Given problem:
Reproduce verbatim every line from the one that includes "of the japanese" to the closing line of the entries; omit everything before it.

Object point labels:
--

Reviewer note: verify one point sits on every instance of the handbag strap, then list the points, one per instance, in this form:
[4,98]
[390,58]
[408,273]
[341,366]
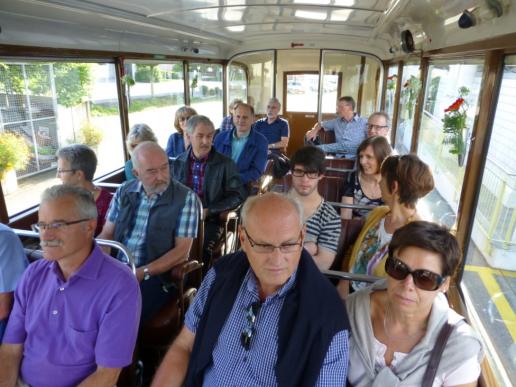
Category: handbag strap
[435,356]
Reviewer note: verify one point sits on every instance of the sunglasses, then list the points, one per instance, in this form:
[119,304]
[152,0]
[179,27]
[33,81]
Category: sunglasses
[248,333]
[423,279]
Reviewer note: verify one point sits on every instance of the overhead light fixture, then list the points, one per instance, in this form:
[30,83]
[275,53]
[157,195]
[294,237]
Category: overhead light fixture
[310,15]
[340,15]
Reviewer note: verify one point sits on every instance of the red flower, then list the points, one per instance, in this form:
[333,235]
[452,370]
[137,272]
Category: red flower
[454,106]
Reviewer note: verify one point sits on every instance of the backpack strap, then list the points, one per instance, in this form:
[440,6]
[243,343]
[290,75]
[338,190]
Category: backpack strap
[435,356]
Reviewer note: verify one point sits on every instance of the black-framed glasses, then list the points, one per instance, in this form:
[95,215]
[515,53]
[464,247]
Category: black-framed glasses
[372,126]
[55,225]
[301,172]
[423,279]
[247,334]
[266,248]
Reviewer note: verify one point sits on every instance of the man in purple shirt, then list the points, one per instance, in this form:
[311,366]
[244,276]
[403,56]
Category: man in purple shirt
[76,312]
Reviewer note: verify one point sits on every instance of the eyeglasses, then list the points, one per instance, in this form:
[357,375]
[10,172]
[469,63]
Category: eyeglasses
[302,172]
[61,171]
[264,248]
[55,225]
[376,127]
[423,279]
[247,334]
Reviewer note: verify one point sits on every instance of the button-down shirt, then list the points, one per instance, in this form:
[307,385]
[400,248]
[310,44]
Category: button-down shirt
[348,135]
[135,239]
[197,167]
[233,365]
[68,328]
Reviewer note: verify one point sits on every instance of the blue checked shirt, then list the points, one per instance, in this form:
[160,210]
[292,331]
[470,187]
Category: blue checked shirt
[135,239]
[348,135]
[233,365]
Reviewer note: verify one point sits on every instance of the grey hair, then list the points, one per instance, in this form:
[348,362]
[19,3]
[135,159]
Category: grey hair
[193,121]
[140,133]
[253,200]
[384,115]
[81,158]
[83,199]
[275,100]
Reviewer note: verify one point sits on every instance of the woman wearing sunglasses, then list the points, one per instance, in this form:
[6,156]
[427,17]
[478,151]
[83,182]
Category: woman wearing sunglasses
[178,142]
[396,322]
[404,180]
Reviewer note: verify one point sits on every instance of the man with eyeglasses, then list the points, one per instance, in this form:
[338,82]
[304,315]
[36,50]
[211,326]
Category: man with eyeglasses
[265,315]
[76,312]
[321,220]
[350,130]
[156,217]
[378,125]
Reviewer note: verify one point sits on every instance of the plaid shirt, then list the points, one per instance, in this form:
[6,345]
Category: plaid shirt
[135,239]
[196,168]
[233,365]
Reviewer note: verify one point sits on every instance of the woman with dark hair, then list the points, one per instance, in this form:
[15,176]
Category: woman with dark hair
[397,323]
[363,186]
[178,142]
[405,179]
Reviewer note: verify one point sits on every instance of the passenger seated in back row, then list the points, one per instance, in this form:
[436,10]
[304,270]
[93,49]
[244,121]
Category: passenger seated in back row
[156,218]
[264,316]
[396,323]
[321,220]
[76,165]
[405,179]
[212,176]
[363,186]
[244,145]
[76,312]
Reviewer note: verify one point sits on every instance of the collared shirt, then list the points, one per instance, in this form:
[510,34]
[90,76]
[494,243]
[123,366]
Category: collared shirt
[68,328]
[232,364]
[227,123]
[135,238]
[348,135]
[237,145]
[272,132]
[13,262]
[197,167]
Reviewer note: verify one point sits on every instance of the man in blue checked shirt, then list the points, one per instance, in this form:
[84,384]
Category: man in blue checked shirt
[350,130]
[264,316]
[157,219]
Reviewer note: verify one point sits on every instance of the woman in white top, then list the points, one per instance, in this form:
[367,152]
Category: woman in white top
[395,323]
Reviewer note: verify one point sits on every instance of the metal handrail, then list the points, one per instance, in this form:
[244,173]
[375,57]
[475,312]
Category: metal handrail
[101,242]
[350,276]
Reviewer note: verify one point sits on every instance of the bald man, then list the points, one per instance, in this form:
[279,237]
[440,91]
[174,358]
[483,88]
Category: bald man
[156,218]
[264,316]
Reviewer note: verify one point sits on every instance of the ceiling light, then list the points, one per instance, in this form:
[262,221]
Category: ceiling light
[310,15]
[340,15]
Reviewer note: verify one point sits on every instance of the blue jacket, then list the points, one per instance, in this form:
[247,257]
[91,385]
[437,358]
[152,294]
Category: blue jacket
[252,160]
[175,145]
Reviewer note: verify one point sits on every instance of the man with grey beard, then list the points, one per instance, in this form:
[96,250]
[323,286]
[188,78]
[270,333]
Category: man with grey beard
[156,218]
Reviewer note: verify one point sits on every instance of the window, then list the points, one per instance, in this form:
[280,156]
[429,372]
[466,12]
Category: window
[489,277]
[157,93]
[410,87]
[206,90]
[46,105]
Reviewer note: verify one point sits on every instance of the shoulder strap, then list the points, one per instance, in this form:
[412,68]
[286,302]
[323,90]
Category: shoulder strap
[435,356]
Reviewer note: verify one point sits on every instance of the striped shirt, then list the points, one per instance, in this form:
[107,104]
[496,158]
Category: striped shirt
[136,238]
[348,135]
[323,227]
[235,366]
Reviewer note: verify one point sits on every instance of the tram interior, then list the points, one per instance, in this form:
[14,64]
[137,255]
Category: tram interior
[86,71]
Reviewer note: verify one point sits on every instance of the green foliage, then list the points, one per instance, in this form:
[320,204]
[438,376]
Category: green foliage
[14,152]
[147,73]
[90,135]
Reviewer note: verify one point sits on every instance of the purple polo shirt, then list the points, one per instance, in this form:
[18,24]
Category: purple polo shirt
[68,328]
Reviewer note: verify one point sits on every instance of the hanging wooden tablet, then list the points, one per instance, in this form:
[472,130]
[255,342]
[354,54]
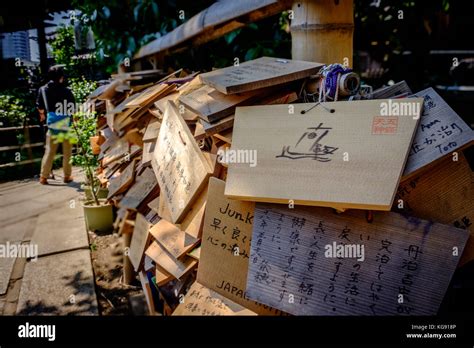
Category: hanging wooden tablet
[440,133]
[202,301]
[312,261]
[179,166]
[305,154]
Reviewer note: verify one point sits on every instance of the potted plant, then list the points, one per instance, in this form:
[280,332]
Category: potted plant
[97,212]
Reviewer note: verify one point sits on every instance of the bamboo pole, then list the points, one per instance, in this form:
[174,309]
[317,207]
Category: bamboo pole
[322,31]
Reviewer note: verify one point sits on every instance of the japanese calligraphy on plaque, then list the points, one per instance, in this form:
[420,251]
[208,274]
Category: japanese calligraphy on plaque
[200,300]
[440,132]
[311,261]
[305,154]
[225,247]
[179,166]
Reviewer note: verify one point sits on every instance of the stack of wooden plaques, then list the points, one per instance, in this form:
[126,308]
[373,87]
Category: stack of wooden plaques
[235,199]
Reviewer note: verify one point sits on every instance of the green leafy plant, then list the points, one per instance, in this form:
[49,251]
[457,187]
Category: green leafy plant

--

Answer to this exercise:
Reviewer note: verify one point sits on every instance of the japanese calligraphy on plaque, then list the points, one per instance, in this form:
[420,251]
[208,274]
Category: japanese calligraphy on plaque
[200,300]
[440,132]
[311,261]
[305,154]
[225,247]
[179,166]
Reviewer note: verify one point sits on every instance of the stack of wooden plaques, then list the points, one per instance, in this form:
[126,308]
[373,87]
Category: stack of wooden plaques
[235,199]
Reviewer note: verify one point sits on every instance of the green leafy plant, then list the points, one per instance, in this form:
[49,251]
[457,187]
Category: green leafy plant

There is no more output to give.